> TEXTE FOURNI:
Le 15 janvier 1919, Rosa Luxemburg a été assassinée. Elle venait de sortir de prison après presque quatre ans de détention dont une grande partie sans jugement parce que l'on savait à quel point son engagement contre la guerre et pour une action et une réflexion révolutionnaires était réel. Elle participait à la révolution spartakiste pour laquelle elle avait publié certains de ses textes les plus lucides et les plus forts. Elle gênait les sociaux-démocrates qui avaient pris le pouvoir après avoir trahi la classe ouvrière, chair à canon d'une guerre impérialiste qu'ils avaient soutenue après avoir prétendu pendant des décennies la combattre. Elle gênait les capitalistes dont elle dénonçait sans relâche l'exploitation et dont elle s'était attachée à démontrer comment leur exploitation fonctionnait. Elle gênait ceux qui étaient prêts à tous les arrangements réformistes et ceux qui craignaient son inlassable combat pour développer une prise de conscience des prolétaires.

> ENTRÉES DE L'EXERCICE:

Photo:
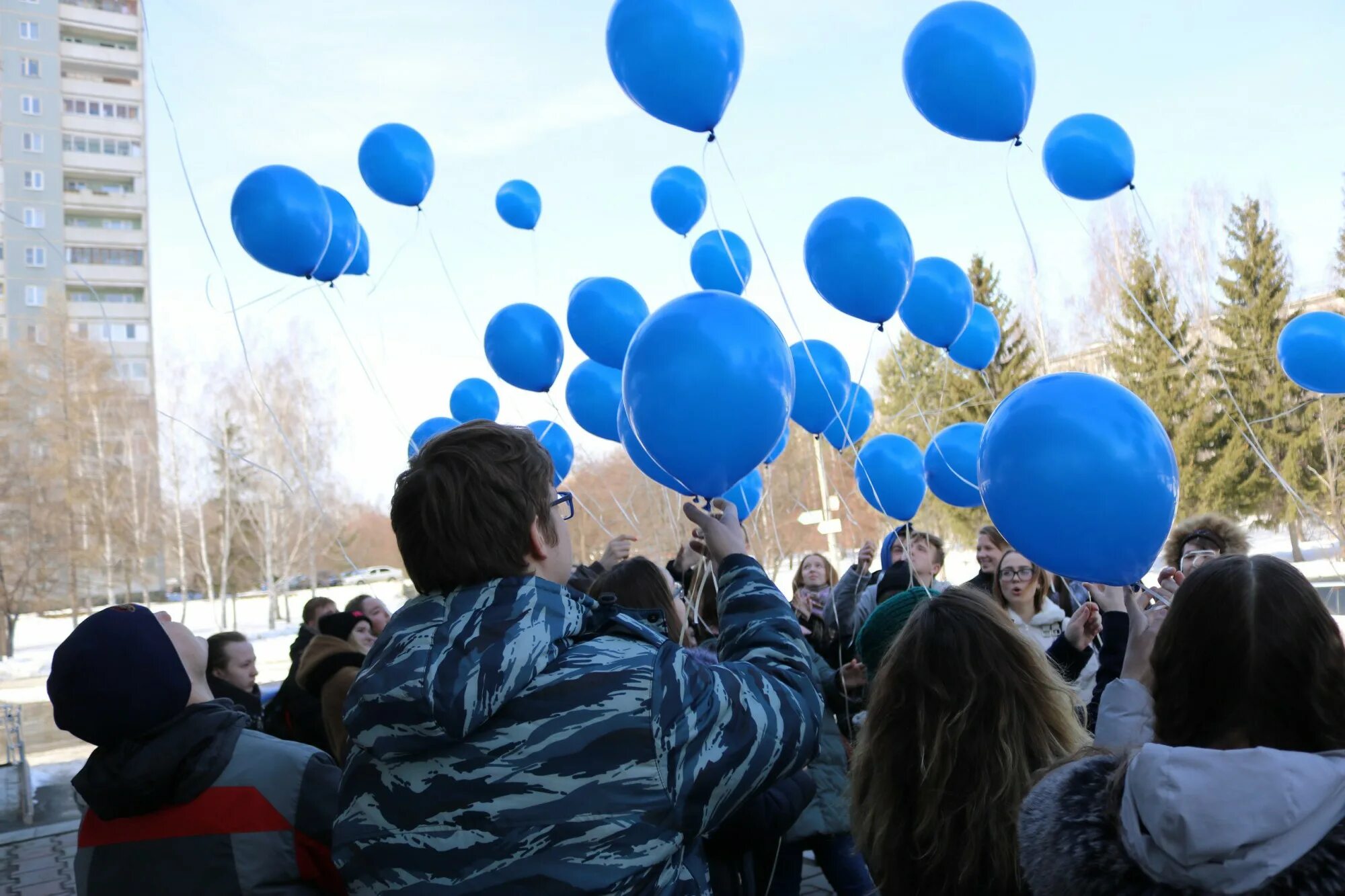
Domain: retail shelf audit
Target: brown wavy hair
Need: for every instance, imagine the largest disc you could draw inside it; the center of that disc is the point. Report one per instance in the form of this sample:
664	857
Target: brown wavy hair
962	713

> TÂCHES À FAIRE:
1. D'après le texte sur Rosa Luxemburg, à quelle date a-t-elle été assassinée ?
2. Réécrivez toutes les entrées en remplaçant « brown wavy hair » par « black straight hair », sans rien modifier d'autre et sans reproduire les images.
Le texte et les entrées forment deux matériaux distincts.

> RÉPONSES:
1. Le 15 janvier 1919.

2.
Photo:
Domain: retail shelf audit
Target: black straight hair
Need: for every instance, imagine the largest disc you could draw inside it; the center of that disc is the point. Report one per instance in the form of this sample:
664	857
Target: black straight hair
962	713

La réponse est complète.